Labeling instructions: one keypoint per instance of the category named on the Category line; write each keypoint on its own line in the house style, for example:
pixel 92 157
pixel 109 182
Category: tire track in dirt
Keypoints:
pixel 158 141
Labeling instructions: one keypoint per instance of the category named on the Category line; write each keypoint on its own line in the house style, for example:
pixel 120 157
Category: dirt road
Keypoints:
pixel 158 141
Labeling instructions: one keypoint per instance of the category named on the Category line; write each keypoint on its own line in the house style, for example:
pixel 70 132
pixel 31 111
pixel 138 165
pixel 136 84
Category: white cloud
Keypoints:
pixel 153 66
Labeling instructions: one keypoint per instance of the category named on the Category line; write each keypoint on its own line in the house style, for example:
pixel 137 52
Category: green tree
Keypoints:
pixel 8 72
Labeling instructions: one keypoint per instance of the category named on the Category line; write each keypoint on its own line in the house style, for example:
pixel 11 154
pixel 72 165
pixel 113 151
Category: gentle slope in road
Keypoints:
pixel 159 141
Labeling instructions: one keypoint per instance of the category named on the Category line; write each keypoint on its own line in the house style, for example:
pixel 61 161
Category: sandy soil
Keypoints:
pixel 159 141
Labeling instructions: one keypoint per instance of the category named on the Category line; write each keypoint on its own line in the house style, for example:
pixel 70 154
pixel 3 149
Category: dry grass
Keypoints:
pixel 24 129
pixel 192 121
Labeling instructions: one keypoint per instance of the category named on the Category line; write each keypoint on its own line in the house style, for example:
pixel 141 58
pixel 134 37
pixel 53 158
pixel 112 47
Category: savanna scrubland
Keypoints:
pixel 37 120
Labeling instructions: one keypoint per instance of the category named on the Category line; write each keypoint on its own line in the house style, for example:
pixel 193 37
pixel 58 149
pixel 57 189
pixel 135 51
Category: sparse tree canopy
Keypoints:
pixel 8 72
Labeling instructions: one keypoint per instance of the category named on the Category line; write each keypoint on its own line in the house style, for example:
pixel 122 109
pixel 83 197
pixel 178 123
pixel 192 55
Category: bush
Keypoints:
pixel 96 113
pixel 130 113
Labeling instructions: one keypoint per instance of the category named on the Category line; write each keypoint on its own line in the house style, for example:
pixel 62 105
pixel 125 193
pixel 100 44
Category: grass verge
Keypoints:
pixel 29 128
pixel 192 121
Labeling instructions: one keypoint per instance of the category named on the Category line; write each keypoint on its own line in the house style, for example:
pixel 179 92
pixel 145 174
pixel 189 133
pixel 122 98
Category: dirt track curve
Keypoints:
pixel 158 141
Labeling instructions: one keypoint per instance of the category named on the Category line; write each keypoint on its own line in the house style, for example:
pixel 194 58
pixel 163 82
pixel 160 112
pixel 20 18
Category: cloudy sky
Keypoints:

_Required task_
Pull out every line of the data above that contains the string "dirt".

_Full answer_
Category: tire track in dirt
Category: dirt road
Category: dirt track curve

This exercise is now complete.